* _REQUISITOS DO EXERCÍCIO_
Edite a ficha do pronunciamento, reproduzindo tudo desde "Pela Liderança durante" até "Partido Socialista Brasileiro/AP)" com "desenvolvimento sustentável" substituído por "crescimento sustentável".

* _TRECHO_
----

Pela Liderança durante a 40ª Sessão Não Deliberativa, no Senado Federal

Defesa da biodiversidade e do desenvolvimento sustentável como diretrizes para o debate sobre o Projeto de Lei da Câmara nº 2/2015, Marco Regulatório da Biodiversidade.

Autor
João Capiberibe (PSB - Partido Socialista Brasileiro/AP)
Nome completo: João Alberto Rodrigues Capiberibe
Casa
Senado Federal
Tipo
Pela Liderança
Resumo por assunto
MEIO AMBIENTE:
  • Defesa da biodiversidade e do desenvolvimento sustentável como diretrizes para o debate sobre o Projeto de Lei da Câmara nº 2/2015, Marco Regulatório da Biodiversidade.
MEIO AMBIENTE:
MEIO AMBIENTE:
Publicação
Publicação no DSF de 31/03/2015 - Página 34
Assunto
Outros > MEIO AMBIENTE
Indexação
  • REGISTRO, ATUAÇÃO, ORADOR, REFERENCIA, LUTA, DESENVOLVIMENTO SUSTENTAVEL, PROTEÇÃO, BIODIVERSIDADE, MOTIVO, NECESSIDADE, EQUILIBRIO ECOLOGICO, DESENVOLVIMENTO ECONOMICO.

----

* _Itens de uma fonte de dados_
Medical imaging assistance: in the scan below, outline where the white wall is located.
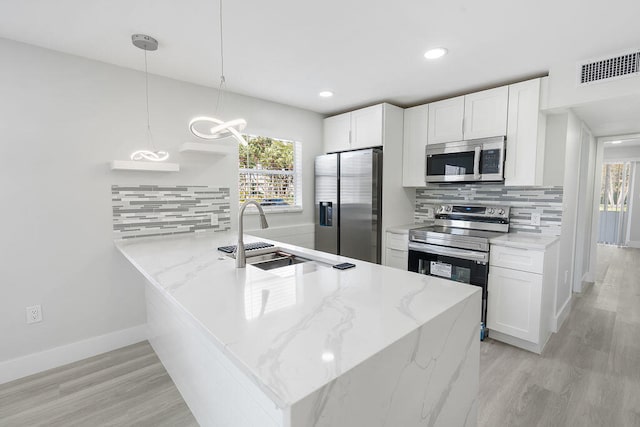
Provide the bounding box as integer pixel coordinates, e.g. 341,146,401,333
555,112,581,326
543,114,567,186
0,39,322,361
573,124,597,292
604,143,640,161
628,162,640,244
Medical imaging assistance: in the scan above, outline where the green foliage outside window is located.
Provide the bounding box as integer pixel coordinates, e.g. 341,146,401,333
238,135,295,206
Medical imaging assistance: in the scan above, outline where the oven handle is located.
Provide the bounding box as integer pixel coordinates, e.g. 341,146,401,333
409,242,489,262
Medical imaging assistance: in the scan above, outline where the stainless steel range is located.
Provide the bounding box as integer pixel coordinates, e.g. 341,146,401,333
409,205,509,339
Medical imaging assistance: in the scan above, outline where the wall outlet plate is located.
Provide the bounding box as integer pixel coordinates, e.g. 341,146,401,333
26,304,42,324
426,206,435,219
531,212,542,225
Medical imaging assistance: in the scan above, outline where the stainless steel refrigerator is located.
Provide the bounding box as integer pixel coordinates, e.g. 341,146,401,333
315,148,382,264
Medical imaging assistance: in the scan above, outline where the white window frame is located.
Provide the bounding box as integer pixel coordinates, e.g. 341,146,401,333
238,135,303,214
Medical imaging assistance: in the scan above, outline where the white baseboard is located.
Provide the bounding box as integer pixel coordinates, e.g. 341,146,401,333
582,271,596,283
0,324,147,384
551,297,572,332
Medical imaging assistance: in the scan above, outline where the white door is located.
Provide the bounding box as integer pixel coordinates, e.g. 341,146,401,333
351,104,383,149
487,267,542,344
427,96,464,144
464,86,509,139
323,113,351,153
402,105,429,187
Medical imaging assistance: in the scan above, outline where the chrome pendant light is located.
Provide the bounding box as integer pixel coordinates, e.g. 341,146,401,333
131,34,169,162
189,0,247,145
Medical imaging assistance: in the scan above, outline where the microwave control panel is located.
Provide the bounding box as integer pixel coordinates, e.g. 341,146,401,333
480,149,501,174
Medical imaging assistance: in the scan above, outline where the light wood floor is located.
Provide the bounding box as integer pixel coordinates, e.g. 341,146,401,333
0,247,640,427
478,246,640,427
0,341,198,427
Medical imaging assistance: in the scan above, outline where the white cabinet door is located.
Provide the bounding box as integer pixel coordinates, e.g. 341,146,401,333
427,96,464,144
385,248,409,271
487,266,542,344
351,104,384,150
464,86,509,139
402,105,429,187
504,79,546,185
323,113,351,153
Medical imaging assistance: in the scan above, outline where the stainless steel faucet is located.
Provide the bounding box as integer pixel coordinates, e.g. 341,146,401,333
236,200,269,268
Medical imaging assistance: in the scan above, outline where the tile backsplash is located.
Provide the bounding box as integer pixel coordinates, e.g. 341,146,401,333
111,185,231,239
415,184,563,236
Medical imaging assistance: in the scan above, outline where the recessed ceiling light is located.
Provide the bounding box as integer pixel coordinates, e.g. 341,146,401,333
424,47,447,59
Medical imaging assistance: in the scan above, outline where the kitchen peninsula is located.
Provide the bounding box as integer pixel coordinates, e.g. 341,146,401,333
116,232,481,427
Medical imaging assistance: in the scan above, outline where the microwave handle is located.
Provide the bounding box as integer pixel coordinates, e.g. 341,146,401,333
473,146,482,179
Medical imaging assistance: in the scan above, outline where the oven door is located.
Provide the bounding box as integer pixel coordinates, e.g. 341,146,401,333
409,242,489,325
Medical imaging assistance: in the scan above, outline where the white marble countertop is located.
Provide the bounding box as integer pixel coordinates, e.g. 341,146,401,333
489,233,560,251
386,221,433,234
115,232,480,408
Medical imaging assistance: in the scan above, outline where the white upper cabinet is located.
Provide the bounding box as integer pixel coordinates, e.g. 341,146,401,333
324,104,384,153
463,86,509,139
324,113,351,153
351,104,383,150
427,96,464,144
504,79,546,186
402,104,429,187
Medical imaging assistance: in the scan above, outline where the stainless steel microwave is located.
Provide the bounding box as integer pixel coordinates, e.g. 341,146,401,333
425,136,505,182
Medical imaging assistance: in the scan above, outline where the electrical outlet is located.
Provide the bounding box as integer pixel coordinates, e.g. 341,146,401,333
426,206,435,219
531,212,541,225
26,304,42,323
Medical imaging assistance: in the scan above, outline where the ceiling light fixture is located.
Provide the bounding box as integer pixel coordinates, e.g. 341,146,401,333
189,0,247,145
424,47,448,59
131,34,169,162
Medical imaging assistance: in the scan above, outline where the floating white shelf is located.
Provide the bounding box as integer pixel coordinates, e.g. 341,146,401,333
111,160,180,172
178,141,237,156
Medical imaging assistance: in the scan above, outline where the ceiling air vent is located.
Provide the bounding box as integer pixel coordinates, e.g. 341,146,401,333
578,50,640,85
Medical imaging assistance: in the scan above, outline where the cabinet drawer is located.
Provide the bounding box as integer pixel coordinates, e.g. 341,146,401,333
387,231,409,251
385,248,409,270
490,245,544,274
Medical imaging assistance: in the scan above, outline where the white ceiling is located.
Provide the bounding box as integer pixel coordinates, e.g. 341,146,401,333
0,0,640,113
573,96,640,136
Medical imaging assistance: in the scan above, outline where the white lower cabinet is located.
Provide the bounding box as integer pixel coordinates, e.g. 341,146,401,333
487,266,542,342
386,248,409,270
384,231,409,270
487,243,558,354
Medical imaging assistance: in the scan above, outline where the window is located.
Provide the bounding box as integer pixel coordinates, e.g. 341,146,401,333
238,135,302,212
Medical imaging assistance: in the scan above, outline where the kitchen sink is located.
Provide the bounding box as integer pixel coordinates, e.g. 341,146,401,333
247,251,310,270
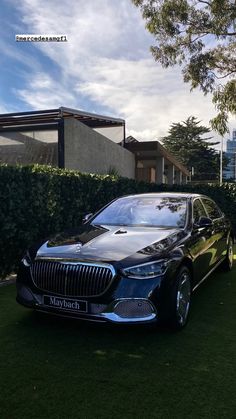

----

* _RESPOSTA CORRETA_
Pela Liderança durante a 40ª Sessão Não Deliberativa, no Senado Federal

Defesa da biodiversidade e do crescimento sustentável como diretrizes para o debate sobre o Projeto de Lei da Câmara nº 2/2015, Marco Regulatório da Biodiversidade.

Autor
João Capiberibe (PSB - Partido Socialista Brasileiro/AP)